▶ [Extrait]:

Parmi les multiples causes de ces crises observées dans la région, figure la forte croissance démographique (l’une des plus élevée du monde) qui verra la population de ces pays doubler dans les vingt prochaines années. En effet, alors que des progrès significatifs sont réalisés dans les autres régions du continent africain, les pays autour du Lac Tchad sont tous à la traîne dans leur transition démographique.
La baisse de la mortalité des enfants observée au cours de ces dernières années dans cette région comme dans la plupart des pays du monde, n’a pas encore conduit à une baisse conséquente de la fécondité, comme cela est prédit dans le schéma classique de la transition démographique. Dans la plupart des pays le nombre moyen d’enfants par femme est encore élevé et ne connaît pas pour le moment une baisse significative. Il avoisine ou dépasse 5 enfants par femme.

▶ [Tâche]: D'après l'extrait sur la démographie autour du lac Tchad, en combien de temps la population de ces pays doit-elle doubler ?

▶ [Lignes enregistrées]:
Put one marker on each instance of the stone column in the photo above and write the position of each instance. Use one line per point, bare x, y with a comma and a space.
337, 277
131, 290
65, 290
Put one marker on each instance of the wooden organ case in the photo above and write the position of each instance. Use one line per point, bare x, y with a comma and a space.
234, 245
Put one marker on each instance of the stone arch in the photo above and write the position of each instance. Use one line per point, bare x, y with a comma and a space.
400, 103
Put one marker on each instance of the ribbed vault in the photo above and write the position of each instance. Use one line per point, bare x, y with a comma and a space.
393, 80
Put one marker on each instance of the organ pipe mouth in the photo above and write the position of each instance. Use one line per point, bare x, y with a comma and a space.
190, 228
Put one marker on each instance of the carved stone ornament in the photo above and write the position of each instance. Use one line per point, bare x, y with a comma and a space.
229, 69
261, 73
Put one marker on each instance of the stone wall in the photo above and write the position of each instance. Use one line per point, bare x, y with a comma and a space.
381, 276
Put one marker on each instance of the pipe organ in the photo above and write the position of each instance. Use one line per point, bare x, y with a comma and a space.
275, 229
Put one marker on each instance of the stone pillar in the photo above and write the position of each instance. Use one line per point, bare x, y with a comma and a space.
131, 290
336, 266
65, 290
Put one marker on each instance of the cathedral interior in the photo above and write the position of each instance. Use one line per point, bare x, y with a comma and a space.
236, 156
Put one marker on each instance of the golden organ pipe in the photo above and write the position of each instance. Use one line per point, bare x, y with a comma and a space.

▶ [Réponse complète]: En vingt ans, au cours des vingt prochaines années.